DESCRIPTION OF THE TASK: Some of the lines below need repeating. Reproduce exactly those between the lines holding "Target: white fireplace mantel" and "indicate the sliding", inclusive.

[Items from a data source]
Content starts

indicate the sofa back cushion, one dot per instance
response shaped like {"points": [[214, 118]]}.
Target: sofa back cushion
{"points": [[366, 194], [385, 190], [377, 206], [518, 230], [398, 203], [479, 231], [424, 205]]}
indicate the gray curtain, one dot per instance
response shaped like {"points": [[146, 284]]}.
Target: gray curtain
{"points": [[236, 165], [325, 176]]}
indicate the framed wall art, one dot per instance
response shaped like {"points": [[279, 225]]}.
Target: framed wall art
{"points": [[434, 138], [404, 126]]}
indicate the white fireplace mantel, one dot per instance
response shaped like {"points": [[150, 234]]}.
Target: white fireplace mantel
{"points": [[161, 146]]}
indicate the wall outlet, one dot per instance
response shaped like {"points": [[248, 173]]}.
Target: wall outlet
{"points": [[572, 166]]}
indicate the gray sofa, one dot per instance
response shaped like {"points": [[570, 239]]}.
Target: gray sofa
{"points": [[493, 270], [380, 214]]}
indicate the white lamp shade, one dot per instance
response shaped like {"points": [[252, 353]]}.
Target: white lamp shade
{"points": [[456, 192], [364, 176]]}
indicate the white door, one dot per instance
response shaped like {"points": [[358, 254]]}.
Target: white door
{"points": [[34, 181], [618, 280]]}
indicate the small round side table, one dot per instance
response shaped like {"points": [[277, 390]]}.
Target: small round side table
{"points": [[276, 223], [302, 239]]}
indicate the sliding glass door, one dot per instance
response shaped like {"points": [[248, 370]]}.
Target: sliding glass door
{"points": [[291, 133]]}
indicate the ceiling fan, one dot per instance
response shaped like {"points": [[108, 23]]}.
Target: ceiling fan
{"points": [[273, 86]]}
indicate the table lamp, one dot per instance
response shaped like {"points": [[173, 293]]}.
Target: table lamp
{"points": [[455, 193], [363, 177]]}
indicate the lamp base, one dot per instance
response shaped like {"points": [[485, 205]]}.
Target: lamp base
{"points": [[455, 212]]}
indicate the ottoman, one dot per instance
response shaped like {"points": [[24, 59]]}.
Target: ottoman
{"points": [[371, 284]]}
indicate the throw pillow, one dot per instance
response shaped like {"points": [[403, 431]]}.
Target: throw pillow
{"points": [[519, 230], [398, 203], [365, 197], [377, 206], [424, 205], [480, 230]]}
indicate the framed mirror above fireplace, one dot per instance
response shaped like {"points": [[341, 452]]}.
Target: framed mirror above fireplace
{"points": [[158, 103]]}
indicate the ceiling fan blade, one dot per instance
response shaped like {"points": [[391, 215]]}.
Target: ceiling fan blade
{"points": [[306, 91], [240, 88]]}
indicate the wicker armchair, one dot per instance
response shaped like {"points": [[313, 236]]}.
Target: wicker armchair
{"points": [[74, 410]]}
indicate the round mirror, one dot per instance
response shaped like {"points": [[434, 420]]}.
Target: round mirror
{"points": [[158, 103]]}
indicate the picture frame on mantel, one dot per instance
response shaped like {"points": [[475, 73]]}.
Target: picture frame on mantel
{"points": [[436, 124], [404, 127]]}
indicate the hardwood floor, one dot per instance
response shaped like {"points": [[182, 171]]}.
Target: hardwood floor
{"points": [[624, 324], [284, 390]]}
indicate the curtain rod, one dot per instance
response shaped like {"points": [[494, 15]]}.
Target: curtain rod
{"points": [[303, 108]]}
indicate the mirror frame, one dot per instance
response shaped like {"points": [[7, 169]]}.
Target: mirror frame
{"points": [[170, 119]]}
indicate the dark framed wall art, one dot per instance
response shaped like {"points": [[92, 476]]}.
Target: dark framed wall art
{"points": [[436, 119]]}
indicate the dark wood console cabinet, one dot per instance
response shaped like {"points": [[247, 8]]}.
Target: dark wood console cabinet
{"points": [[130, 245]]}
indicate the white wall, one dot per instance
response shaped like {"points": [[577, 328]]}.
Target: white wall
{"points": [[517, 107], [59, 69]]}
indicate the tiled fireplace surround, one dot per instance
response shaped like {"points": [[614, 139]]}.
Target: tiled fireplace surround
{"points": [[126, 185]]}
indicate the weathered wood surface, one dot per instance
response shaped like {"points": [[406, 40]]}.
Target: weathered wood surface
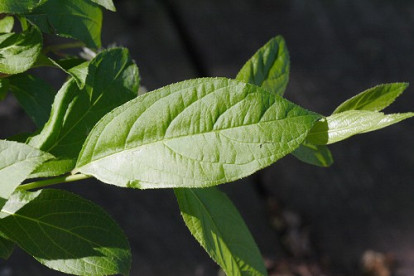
{"points": [[337, 48]]}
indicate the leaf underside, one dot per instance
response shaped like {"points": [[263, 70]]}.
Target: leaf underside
{"points": [[196, 133], [77, 19], [268, 67], [340, 126], [112, 80], [66, 233], [19, 51], [17, 161], [217, 225], [373, 99]]}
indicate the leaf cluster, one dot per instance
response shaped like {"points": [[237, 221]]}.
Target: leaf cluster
{"points": [[189, 136]]}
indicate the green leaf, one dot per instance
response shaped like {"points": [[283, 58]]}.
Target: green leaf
{"points": [[6, 24], [374, 99], [19, 51], [343, 125], [18, 6], [4, 88], [108, 4], [77, 19], [217, 225], [66, 233], [76, 67], [268, 67], [17, 161], [112, 80], [53, 167], [317, 155], [34, 95], [6, 248], [195, 133]]}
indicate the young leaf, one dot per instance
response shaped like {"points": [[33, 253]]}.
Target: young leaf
{"points": [[217, 225], [374, 99], [19, 51], [112, 80], [268, 67], [6, 248], [77, 19], [6, 24], [17, 161], [18, 6], [66, 233], [77, 68], [343, 125], [4, 88], [108, 4], [34, 95], [195, 133], [317, 155]]}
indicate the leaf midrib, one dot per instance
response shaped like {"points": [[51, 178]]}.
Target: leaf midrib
{"points": [[181, 136]]}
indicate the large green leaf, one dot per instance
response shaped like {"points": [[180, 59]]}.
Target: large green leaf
{"points": [[108, 4], [268, 67], [217, 225], [195, 133], [19, 51], [6, 248], [17, 161], [317, 155], [53, 167], [66, 233], [343, 125], [18, 6], [77, 19], [34, 95], [4, 88], [374, 99], [112, 80], [6, 24]]}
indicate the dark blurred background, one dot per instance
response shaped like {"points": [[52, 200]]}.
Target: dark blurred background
{"points": [[354, 218]]}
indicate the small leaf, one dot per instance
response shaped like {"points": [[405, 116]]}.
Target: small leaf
{"points": [[268, 67], [111, 81], [34, 95], [77, 19], [107, 4], [18, 6], [17, 161], [317, 155], [4, 88], [374, 99], [6, 24], [343, 125], [66, 233], [217, 225], [76, 67], [6, 248], [195, 133], [19, 51]]}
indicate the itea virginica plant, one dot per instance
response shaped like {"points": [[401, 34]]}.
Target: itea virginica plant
{"points": [[190, 136]]}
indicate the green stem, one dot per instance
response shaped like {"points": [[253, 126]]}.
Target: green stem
{"points": [[52, 181]]}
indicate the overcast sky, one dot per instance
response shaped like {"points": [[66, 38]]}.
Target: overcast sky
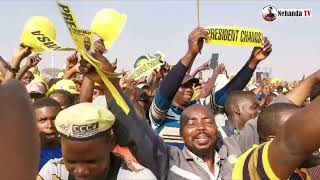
{"points": [[164, 25]]}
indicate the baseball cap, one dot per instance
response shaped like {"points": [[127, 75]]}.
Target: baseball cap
{"points": [[84, 121], [35, 87], [68, 85], [142, 85]]}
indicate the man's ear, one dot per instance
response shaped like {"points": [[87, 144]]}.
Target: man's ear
{"points": [[113, 139], [236, 109]]}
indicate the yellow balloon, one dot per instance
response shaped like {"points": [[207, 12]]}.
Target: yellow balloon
{"points": [[37, 23], [108, 25]]}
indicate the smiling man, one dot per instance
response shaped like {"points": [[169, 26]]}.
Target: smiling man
{"points": [[46, 110]]}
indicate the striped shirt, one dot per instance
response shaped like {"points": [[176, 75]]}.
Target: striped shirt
{"points": [[165, 119], [254, 164]]}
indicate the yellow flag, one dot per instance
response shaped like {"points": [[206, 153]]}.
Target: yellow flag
{"points": [[235, 36]]}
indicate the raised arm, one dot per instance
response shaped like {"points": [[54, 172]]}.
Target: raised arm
{"points": [[31, 62], [171, 83], [86, 90], [19, 139], [131, 132], [299, 94], [207, 87], [296, 141], [21, 53], [242, 78], [3, 65]]}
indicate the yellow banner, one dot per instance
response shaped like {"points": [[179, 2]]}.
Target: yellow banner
{"points": [[47, 43], [145, 69], [235, 36], [78, 39]]}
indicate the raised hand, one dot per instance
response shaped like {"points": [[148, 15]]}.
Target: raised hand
{"points": [[115, 64], [261, 53], [204, 66], [33, 60], [196, 39], [22, 52], [72, 60], [220, 69]]}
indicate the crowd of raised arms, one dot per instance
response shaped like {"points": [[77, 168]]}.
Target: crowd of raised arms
{"points": [[179, 126]]}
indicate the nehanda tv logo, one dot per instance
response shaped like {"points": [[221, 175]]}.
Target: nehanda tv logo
{"points": [[270, 13]]}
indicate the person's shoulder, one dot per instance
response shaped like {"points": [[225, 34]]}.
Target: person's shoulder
{"points": [[54, 168]]}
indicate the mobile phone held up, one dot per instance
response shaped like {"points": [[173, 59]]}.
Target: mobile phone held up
{"points": [[214, 60]]}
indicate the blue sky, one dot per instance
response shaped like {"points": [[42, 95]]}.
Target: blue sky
{"points": [[164, 25]]}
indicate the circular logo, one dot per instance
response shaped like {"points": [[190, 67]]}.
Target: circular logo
{"points": [[269, 13]]}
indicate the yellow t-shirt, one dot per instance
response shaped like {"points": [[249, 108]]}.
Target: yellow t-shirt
{"points": [[254, 164]]}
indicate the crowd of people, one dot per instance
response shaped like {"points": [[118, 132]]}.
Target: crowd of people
{"points": [[178, 127]]}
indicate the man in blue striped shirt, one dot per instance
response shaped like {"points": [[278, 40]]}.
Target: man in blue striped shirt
{"points": [[175, 92]]}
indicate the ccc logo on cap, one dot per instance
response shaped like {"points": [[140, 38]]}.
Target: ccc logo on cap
{"points": [[86, 129]]}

Content ends

YOUR RESPONSE:
Target: white fireplace mantel
{"points": [[161, 146]]}
indicate the wall outlet, one dot per instance
response shaped like {"points": [[248, 173]]}.
Target: wall outlet
{"points": [[572, 166]]}
indicate the gray sofa, one dot per instance
response shaped like {"points": [[570, 239]]}.
Target: gray sofa
{"points": [[493, 270], [380, 214]]}
indicate the white lamp shade, one dot per instance
response shaped like {"points": [[252, 353]]}.
Target: white lamp shade
{"points": [[456, 192], [364, 176]]}
indicate the white door, one dot per instance
response shaped like {"points": [[358, 254]]}.
Target: white door
{"points": [[34, 181], [618, 280]]}
indicate the small round side table, one dot per instance
response shaped like {"points": [[277, 390]]}.
Target: small round side table
{"points": [[276, 223], [302, 239]]}
indicate the sliding glass door, one dot per instance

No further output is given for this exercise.